EXERCISE MATERIAL Block Start
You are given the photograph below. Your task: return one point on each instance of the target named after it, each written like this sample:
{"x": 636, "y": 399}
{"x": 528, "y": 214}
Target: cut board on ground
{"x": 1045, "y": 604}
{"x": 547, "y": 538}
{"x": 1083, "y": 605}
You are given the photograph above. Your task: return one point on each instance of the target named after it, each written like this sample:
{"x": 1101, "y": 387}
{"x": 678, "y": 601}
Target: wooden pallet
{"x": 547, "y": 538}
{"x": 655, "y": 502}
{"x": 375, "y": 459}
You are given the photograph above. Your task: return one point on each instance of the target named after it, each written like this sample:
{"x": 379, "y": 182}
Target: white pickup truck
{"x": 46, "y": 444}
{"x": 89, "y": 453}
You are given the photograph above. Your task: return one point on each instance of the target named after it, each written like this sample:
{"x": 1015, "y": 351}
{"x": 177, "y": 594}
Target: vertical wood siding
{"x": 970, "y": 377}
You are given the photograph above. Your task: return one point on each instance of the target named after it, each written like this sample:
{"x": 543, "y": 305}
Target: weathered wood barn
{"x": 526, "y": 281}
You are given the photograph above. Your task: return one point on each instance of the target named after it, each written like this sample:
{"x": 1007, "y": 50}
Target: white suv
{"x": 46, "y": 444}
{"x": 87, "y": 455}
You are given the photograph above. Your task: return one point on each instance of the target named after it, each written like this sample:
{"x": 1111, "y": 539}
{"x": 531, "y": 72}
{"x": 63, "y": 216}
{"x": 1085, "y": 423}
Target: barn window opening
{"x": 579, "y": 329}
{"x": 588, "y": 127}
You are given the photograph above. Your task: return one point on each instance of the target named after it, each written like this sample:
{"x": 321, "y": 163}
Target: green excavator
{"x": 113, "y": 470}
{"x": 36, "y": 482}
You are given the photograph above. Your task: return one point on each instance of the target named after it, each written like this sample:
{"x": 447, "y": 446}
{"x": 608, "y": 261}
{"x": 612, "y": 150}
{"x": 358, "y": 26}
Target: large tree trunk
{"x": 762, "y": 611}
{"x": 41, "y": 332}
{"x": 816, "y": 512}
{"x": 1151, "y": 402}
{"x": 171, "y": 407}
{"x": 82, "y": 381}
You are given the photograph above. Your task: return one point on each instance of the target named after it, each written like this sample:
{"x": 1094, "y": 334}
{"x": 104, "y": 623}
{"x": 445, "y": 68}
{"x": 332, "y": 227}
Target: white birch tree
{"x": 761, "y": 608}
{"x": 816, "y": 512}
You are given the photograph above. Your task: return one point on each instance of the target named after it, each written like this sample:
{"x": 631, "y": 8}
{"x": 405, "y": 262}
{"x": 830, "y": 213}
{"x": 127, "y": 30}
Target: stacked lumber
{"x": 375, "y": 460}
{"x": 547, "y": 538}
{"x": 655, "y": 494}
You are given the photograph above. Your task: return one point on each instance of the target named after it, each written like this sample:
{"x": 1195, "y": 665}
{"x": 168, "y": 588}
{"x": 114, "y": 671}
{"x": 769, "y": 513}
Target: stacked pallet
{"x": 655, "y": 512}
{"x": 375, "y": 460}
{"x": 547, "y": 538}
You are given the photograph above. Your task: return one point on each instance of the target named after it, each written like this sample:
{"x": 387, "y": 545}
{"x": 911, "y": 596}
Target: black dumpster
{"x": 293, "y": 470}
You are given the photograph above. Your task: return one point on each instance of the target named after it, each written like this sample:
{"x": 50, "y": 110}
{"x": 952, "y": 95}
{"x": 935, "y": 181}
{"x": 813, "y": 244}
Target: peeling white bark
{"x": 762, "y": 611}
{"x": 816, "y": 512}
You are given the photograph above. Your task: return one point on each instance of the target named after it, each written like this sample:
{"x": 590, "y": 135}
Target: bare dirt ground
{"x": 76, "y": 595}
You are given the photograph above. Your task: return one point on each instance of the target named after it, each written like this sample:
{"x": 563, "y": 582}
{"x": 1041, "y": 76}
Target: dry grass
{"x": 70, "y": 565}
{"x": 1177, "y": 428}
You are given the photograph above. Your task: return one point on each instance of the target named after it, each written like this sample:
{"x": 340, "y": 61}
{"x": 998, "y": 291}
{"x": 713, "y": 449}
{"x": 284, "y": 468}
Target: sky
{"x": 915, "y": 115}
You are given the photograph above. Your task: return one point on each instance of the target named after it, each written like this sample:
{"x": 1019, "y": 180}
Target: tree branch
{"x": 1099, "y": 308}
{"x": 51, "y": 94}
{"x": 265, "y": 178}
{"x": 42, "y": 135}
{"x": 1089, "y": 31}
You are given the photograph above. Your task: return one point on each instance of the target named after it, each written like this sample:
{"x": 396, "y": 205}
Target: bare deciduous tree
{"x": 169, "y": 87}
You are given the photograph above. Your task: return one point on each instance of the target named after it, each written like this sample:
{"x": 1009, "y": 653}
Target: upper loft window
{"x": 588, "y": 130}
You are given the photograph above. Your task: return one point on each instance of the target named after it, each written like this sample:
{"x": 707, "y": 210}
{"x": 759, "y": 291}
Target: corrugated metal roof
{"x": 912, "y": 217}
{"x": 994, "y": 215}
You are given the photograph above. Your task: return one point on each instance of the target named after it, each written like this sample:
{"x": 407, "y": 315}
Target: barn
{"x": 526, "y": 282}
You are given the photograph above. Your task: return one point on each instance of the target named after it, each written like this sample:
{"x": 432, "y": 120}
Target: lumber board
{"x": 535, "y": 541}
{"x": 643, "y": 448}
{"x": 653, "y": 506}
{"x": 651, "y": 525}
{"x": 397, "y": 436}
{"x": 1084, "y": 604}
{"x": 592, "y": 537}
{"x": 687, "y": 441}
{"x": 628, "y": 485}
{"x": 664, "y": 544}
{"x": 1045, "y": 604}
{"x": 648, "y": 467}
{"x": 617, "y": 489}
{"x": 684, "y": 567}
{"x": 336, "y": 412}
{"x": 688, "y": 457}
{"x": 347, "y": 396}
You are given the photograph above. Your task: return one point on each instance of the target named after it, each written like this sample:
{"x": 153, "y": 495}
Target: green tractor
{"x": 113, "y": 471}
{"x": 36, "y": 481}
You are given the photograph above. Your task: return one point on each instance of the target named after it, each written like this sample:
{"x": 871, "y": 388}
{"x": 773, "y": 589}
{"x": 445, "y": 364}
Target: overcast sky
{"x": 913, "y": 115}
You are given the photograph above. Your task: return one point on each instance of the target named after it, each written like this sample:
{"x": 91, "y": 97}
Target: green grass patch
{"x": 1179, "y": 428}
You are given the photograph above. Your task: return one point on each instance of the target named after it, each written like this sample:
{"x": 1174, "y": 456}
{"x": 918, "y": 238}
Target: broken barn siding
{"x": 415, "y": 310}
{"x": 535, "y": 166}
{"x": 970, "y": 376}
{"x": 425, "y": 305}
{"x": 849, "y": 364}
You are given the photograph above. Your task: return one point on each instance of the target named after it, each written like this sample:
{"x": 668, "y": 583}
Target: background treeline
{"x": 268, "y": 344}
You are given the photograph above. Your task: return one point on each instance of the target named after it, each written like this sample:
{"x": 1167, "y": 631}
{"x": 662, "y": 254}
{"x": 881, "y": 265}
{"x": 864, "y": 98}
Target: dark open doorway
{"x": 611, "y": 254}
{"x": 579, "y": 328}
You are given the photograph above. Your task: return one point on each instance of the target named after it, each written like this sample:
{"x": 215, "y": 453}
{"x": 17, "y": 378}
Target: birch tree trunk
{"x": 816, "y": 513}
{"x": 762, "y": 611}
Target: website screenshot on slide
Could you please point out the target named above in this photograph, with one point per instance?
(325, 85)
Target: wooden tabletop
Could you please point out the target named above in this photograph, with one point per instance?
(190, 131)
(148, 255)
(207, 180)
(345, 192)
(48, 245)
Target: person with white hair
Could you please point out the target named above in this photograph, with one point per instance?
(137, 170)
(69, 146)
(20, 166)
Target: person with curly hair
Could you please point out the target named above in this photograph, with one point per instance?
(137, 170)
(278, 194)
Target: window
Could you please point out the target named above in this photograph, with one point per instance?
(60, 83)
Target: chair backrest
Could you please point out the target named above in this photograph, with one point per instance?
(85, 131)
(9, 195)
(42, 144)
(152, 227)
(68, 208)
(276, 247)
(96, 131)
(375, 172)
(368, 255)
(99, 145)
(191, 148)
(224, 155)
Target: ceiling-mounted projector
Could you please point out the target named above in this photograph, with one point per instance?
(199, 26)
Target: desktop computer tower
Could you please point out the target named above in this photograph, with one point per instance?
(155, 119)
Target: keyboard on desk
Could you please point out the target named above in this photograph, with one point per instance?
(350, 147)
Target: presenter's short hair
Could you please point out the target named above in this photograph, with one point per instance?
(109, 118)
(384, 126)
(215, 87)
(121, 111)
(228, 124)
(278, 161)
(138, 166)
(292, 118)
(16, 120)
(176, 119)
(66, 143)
EXERCISE MATERIAL Block End
Reproduce each line of the data containing the word "person".

Target: person with white hair
Target: person with curly hair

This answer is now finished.